Write the next part of the passage about the Treaty One and Red River Métis flags, beginning after its final sentence.

* [Source document]:
----------------------------------------
Elements of the Treaty One flag symbolize the original spirit and intent of the treaties: green to represent the grass, blue to represent the waters, and yellow to represent the sun. The red represents the circle of life and the Indigenous people who inhabit this land. The seven points around the sun represent the seven signatory First Nations.
Red River Métis Flag
The Red River Métis have a rich and important history, language and culture. The Red River Settlement — now Winnipeg — is the heart of the Red River Métis Homeland and the birthplace of the nation.
“The Red River Métis have been fighting to have our rich culture, heritage and history recognized and respected for over 200 years,” says Joan Ledoux, the MMF’s Minister of Provincial Education and Associate Minister of Métis Employment.
“Manitoba is the only province in Canada to have been brought into confederation by an Indigenous nation with the signing of the Manitoba Act in 1870, intertwining the history of the Red River Métis with the history of Manitoba. Today, the MMF, the National Government of the Red River Métis, has made great strides in advancing our Nation and regaining our rightful place in Canada’s confederation. This flag-raising today is one small step toward a brighter future for our Red River Métis youth, ensuring that they know their identity is recognized and celebrated as they achieve their educational goals.”
RRC Polytech recognizes the impact the Red River Métis had in the formation of this city, province and country. The Red River Métis were instrumental in confederation and fought battles to retain their rights throughout history — in the courtroom, in houses of government and on the battlefield.
----------------------------------------
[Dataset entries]
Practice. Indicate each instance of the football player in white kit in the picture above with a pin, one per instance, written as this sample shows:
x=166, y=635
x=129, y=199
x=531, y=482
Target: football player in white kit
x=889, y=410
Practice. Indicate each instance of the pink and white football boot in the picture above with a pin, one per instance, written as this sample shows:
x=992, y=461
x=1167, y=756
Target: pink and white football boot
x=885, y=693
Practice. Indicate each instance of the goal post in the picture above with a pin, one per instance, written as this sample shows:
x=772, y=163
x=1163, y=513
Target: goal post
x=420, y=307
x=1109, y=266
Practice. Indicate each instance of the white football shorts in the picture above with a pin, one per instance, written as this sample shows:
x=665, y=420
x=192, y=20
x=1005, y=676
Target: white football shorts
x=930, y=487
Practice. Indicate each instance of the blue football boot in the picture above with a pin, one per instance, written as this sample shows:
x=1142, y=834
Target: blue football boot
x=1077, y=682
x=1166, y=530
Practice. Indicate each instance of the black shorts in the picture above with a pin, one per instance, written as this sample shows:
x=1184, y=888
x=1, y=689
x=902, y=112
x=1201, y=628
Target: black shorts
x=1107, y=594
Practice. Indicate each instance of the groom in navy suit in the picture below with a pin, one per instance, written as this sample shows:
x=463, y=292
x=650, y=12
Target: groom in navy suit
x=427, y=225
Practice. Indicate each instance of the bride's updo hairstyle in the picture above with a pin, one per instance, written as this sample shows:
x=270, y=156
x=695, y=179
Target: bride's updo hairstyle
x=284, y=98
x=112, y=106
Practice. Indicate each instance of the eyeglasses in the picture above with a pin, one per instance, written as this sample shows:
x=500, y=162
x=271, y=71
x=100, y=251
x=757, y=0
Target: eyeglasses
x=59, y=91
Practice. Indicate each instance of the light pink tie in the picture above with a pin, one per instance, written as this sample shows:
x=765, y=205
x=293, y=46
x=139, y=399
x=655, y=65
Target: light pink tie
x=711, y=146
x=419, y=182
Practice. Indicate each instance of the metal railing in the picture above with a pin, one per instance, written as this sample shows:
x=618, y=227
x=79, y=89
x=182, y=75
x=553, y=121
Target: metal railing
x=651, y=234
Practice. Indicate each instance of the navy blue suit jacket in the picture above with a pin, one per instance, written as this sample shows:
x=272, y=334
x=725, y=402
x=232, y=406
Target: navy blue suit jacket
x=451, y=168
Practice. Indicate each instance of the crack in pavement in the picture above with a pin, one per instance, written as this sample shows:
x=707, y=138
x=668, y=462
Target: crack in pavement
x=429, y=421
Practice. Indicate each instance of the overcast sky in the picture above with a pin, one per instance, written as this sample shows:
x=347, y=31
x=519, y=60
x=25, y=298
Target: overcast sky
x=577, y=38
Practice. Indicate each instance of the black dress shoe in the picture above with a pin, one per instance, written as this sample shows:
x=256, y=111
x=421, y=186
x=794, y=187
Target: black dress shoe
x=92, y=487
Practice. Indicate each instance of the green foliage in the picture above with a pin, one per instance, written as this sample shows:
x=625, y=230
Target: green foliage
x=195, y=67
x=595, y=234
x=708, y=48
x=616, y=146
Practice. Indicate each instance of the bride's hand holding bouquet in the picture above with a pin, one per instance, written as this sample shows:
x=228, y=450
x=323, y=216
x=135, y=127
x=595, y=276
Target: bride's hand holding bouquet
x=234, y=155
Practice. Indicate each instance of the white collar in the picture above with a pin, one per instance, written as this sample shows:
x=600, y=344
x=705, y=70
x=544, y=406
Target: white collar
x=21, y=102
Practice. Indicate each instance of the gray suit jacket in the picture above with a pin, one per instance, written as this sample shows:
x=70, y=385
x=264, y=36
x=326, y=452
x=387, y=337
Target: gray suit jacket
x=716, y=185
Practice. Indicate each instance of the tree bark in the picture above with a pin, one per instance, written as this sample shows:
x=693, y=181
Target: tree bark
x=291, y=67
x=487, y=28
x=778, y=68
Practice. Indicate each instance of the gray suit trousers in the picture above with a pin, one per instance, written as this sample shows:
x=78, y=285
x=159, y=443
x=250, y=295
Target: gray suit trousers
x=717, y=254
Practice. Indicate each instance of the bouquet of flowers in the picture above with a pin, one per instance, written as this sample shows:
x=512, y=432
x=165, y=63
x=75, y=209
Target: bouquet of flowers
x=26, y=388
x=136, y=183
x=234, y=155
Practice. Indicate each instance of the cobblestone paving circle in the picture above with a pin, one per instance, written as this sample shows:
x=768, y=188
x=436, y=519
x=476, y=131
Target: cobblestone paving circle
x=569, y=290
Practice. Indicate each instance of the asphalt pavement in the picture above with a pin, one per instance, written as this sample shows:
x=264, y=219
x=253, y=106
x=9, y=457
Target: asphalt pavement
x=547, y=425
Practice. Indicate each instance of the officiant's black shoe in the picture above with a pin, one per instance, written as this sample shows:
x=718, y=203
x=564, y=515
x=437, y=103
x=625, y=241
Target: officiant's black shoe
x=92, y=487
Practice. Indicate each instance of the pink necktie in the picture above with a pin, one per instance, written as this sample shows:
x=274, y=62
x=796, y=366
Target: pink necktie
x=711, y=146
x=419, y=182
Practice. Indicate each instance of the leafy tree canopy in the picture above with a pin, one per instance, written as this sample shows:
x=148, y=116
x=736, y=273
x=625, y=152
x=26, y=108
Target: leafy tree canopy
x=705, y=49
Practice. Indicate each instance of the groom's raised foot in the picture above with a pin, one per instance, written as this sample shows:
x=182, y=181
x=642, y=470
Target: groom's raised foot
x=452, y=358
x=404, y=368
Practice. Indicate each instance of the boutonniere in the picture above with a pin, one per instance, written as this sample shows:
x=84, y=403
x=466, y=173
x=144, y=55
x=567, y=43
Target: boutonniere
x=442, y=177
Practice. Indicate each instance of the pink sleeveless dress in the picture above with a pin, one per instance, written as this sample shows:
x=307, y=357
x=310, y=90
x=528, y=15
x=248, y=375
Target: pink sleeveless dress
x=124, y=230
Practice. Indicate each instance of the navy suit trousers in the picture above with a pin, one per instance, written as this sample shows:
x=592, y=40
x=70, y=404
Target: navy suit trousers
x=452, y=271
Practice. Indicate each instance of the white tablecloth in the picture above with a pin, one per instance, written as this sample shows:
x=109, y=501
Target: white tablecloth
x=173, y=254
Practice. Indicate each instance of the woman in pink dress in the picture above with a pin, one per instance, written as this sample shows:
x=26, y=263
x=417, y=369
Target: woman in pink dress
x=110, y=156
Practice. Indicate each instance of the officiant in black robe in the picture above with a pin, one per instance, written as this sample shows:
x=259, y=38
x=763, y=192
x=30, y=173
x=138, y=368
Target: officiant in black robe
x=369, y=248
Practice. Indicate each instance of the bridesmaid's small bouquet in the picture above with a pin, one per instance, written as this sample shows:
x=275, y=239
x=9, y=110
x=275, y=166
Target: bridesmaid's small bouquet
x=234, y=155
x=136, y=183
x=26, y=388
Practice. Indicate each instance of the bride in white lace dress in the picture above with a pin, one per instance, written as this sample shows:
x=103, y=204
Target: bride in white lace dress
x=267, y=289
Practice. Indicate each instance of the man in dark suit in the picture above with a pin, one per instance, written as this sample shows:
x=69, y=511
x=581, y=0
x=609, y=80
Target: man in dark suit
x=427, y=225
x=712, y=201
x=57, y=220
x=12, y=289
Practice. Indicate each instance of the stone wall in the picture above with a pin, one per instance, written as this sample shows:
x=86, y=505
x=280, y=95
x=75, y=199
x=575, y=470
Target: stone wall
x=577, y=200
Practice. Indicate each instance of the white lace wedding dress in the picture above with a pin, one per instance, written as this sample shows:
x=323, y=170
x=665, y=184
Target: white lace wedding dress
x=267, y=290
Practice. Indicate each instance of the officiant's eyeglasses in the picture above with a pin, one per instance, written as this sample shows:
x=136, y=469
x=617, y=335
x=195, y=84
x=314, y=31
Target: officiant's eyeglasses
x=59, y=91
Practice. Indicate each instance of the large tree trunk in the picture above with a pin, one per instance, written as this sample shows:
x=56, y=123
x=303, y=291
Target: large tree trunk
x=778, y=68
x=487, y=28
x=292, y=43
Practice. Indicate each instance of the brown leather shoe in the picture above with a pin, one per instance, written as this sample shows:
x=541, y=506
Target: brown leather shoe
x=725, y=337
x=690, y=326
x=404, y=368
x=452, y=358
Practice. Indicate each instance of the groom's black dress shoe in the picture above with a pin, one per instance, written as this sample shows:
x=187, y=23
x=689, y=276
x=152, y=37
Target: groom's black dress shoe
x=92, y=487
----------------------------------------
* [Answer]:
RRC Polytech Pride Flag
Last year, RRC Polytech unveiled its new Pride Flag, which was painted on pedestrian walkways at the Notre Dame, Exchange District and Portage Campuses. The flag will also be flown at the Paterson GlobalFoods Institute throughout the month of June.
The new Pride design is an evolution of the Progress Pride flag that includes representation for all 2SLGBTQIA+ (Two-Spirit, Lesbian, Gay, Bisexual, Transgender, Queer and/or Questioning, Intersex and Asexual) community members, and includes specific Indigenous elements. It was designed in consultation with the College’s Knowledge Keepers’ Council, Students’ Association, and Gender and Sexual Identities working group, and with representatives from the Rainbow Resource Centre.
The flag’s triangle represents the inverted pink triangles LGBT prisoners were forced to wear in Nazi concentration camps. It’s location at the bottom of the flag also forms a tepee shape, representing shelters used throughout history by many First Nations people in Manitoba. The Medicine Wheel incorporates traditional Indigenous knowledge and teachings, while the purple and yellow circles around the Medicine Wheel recognize intersex folx.
“At RRC Polytech we are committed to our reconciliation journey as we walk the path of understanding, respect and advocacy with the 2SLGBTQIA+ community,” says Vera Godavari, Equity, Diversity and Inclusion Specialist. “As a learning organization, we celebrate our progress and continue our dedication to this important work through these ongoing initiatives.”